■ YOUR TASK ■
An exact transcript of all the records is the expected answer.

■ TASK INPUT ■

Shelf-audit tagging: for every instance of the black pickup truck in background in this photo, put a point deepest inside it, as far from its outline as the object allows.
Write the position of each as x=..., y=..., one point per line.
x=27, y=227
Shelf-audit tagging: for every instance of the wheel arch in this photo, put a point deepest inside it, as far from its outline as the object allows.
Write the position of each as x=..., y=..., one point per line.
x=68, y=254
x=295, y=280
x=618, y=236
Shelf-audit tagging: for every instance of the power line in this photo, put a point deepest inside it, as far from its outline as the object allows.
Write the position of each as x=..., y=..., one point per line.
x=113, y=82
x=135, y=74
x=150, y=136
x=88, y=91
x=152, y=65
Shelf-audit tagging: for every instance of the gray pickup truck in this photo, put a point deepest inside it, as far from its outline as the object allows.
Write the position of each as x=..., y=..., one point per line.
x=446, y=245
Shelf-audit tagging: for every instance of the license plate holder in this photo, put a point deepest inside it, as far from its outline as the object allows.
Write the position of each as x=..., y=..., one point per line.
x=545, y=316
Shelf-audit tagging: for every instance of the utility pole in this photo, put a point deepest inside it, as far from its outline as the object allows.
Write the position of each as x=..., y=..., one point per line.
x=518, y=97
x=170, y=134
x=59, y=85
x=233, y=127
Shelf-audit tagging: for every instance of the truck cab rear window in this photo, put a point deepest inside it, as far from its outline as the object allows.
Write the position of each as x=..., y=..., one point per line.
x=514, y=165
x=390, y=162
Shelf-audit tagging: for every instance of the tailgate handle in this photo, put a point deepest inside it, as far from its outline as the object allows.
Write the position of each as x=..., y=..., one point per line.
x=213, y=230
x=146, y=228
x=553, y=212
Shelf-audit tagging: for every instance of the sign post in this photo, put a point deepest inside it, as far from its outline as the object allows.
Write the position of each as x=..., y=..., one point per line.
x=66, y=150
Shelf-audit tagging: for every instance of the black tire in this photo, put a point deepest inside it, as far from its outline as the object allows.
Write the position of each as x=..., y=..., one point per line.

■ EXERCISE OUTPUT ■
Shelf-audit tagging: for every instance of the black pickup truck in background in this photo, put a point deepest inside it, as far from its outline as the object allows.
Write the position of each as x=..., y=..., one point per line.
x=27, y=227
Shelf-audit tagging: for every instance of the wheel arch in this photo, put a point deepest inside it, as far from its outline as the object allows.
Write the position of each as x=..., y=..., one point per line.
x=68, y=254
x=295, y=280
x=618, y=236
Shelf-audit tagging: for every instance of the power line in this photo, put a point deepest inside it, as far from its outline as the object allows.
Write the position of each as x=..., y=..., one point per line.
x=113, y=82
x=135, y=74
x=150, y=136
x=88, y=91
x=152, y=65
Shelf-audit tagging: for every instance of the gray pickup truck in this photo, put a point deepest inside it, as far from its outline as the object allows.
Write the position of each as x=..., y=..., one point per line.
x=446, y=245
Shelf-audit tagging: for every instance of the license plate holder in this photo, put a point deepest inside it, as far from its outline as the object allows.
Write the position of each as x=..., y=..., one point per line.
x=545, y=316
Shelf-audit tagging: for every instance of the utility pole in this photo, put a point deepest inside it, as far from its outline as the object allows.
Write the position of each as x=..., y=..., one point per line.
x=518, y=97
x=170, y=134
x=59, y=85
x=233, y=127
Shelf-audit tagging: for every instance of the truck cab rear window in this photo, put a point deepest inside it, as far from its outline as the object allows.
Write the position of each as x=..., y=..., one point per line.
x=514, y=165
x=390, y=162
Shelf-audit tagging: for every instance of the tailgate handle in this photo, put a point deepest inside it, as far from its outline as the object allows.
Write the position of each as x=..., y=..., one point per line.
x=213, y=230
x=146, y=228
x=553, y=212
Shelf-audit tagging: for every instance of the sign post in this photo, put a point deepest inside it, as far from its outline as the object allows.
Write the position of each as x=..., y=..., one point per line.
x=66, y=150
Shelf-audit tagging: for every instance of the black tire in this photo, put a point deepest inside it, as far from its outline as the object allows.
Write the position of each as x=..., y=..., one point per line.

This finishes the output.